§ GIVEN TASK
Please pick out each line below that contains the word "array" and copy those lines unchanged.

§ PROVIDED DATA

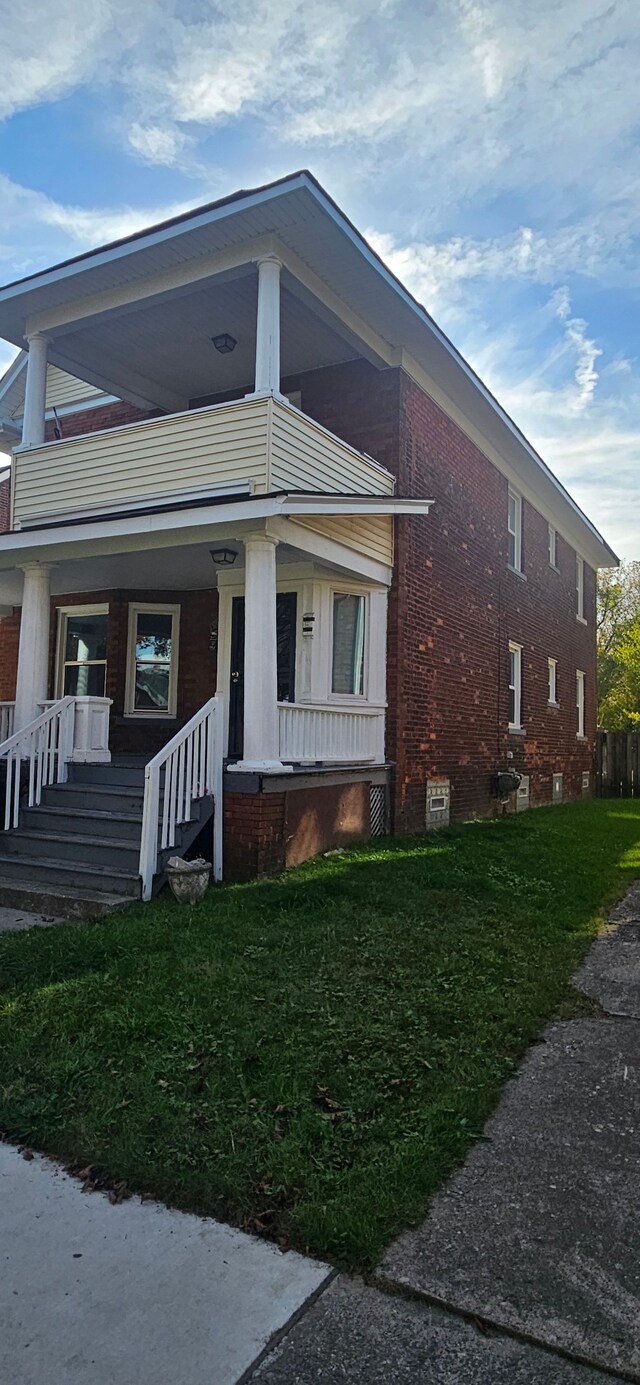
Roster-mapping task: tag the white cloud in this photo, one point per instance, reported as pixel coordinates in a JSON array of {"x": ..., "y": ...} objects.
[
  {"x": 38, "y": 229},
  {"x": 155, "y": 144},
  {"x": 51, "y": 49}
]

...

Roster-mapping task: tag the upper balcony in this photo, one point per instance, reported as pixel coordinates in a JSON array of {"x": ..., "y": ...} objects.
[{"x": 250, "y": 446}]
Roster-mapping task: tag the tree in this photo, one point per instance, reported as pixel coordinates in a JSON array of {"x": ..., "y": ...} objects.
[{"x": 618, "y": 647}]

§ IN RESPONSE
Roster-mapping task: tag the white cloud in this photo, one point per instance, reported as pixel coordinates in a JSON array of {"x": ..., "y": ...} objects.
Roster-mapping task: tag the upper balcony in this photo, one point per instance, reported as pixel coordinates in a JSON array of {"x": ..., "y": ...} objects.
Roster-mapping task: tag the tree in this photo, one point per instance, reported as pixel coordinates in a JSON array of {"x": ..., "y": ...} objects.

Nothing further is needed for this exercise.